- SHORT PROBLEM -
Repeat every line of the material below word for word, from first to last.

- DATASET EXTRACT -
##########

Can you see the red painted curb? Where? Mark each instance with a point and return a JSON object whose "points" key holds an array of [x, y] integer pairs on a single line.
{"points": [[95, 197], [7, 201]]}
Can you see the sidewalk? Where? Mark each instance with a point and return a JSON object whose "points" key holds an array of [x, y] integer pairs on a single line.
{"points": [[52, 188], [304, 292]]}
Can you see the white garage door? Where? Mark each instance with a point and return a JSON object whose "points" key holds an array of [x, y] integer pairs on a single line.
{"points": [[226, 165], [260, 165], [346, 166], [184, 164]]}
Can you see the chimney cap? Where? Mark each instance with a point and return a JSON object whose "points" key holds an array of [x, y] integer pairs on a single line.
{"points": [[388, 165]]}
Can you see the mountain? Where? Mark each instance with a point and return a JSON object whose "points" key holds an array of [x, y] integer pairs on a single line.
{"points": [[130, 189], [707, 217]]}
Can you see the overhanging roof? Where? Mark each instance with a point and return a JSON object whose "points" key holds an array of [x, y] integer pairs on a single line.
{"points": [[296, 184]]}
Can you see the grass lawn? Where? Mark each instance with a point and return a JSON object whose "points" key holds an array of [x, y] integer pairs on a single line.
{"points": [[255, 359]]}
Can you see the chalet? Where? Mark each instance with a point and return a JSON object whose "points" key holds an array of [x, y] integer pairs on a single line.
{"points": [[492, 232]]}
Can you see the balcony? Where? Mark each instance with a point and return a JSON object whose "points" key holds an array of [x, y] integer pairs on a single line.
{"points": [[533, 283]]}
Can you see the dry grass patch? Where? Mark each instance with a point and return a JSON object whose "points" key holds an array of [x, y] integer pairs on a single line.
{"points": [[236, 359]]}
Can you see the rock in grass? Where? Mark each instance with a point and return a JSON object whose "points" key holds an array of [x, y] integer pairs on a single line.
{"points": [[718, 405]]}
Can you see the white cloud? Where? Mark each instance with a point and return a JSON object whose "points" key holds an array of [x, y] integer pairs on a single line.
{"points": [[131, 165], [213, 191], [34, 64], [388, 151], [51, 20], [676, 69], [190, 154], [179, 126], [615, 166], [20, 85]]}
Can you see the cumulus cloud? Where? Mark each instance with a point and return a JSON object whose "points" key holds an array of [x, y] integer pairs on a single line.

##########

- RESPONSE TO THIS TASK -
Can you see the red painted curb? Where? Mark each instance with a point and return a JSON object whose "points" key holds an array of [x, y] integer pairs on a single line.
{"points": [[95, 197], [7, 201]]}
Can you see the sidewalk? Where? Mark each instance with a point and return a JSON object whose "points" key holds an array of [x, y] integer pairs on a single line.
{"points": [[52, 188], [304, 292]]}
Can you see the white garage door? Where? Mark each instance with a point and return a JSON object whose "points" key holds an array of [x, y] integer pairs on a single line.
{"points": [[226, 165], [260, 165], [346, 166], [184, 164]]}
Can you see the chimney cap? Where? Mark each instance with a point and return a JSON object whose "points" key holds an array of [x, y] integer pairs on a single line.
{"points": [[388, 165]]}
Can you see the mountain? Where? Mark each instance with a point and return a JSON object whose "points" key holds an array of [x, y] integer pairs on a single line.
{"points": [[130, 189], [707, 217]]}
Can you see the overhanging roof? Where? Mark each instance with a point and return a JSON object whose "points" key holds an array of [x, y] integer pairs on a single line.
{"points": [[296, 184]]}
Can you see the grass lawn? Where? Mark each instance with a point and return a JSON object whose "points" key holds an array of [x, y] integer pairs on a single line.
{"points": [[255, 359]]}
Can you see the chalet? Where? Mark each instance with a point and return a JSON object whose "points" key holds an array of [x, y] integer pairs on a single line.
{"points": [[492, 232]]}
Can you see the balcony? Where? Mark each instance with a point and return a JSON object whose "points" key holds an array of [x, y] integer pairs on a single line.
{"points": [[533, 283]]}
Can you see the dry grass patch? Where? Mark each instance with a point and return a JSON object whose "points" key holds an array of [x, y] integer pairs on a single line.
{"points": [[236, 359]]}
Can you see the rock in grass? Where? Mark each instance with a point and return a JSON object whose "points" key holds an array of [x, y] integer pairs on a single line.
{"points": [[718, 405]]}
Can you see the white cloud? Where? Mark each instance with a point and return a JSON object whose "points" key holds an array of [x, y] integer pairs on a single line.
{"points": [[131, 165], [213, 191], [34, 64], [388, 151], [51, 20], [676, 69], [190, 154], [179, 126], [615, 166], [20, 85]]}
Can you see the cumulus cloud? Where? Mark each instance with a point and return a JSON object whose "points" key holds an array of [x, y] integer pairs on a single line.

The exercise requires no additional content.